Render the data, starting at its beginning and ending at the line containing "scope: an instance", as a Markdown table with columns Index and Entry, one row per line, omitting blank lines. Keep the pictures out of the table.

MATERIAL PROVIDED →
******************************

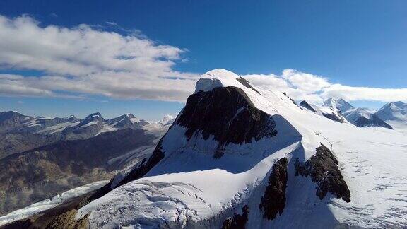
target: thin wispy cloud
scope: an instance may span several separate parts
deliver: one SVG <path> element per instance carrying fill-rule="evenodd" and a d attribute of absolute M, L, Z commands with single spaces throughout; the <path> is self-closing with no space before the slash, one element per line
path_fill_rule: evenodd
<path fill-rule="evenodd" d="M 407 88 L 353 87 L 333 83 L 328 78 L 285 69 L 281 75 L 250 74 L 242 76 L 253 84 L 269 90 L 287 93 L 296 100 L 321 104 L 329 98 L 348 101 L 407 102 Z"/>
<path fill-rule="evenodd" d="M 121 28 L 112 21 L 106 24 Z M 28 16 L 0 16 L 0 68 L 43 73 L 40 76 L 0 74 L 0 95 L 83 99 L 102 95 L 185 101 L 199 77 L 175 70 L 176 64 L 189 61 L 183 57 L 188 50 L 158 44 L 135 31 L 122 35 L 88 25 L 42 26 Z M 293 69 L 243 76 L 256 86 L 312 103 L 330 97 L 407 102 L 407 88 L 352 87 Z"/>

******************************

TASK RESULT →
| Index | Entry |
|---|---|
| 1 | target: thin wispy cloud |
| 2 | scope: an instance may span several separate parts |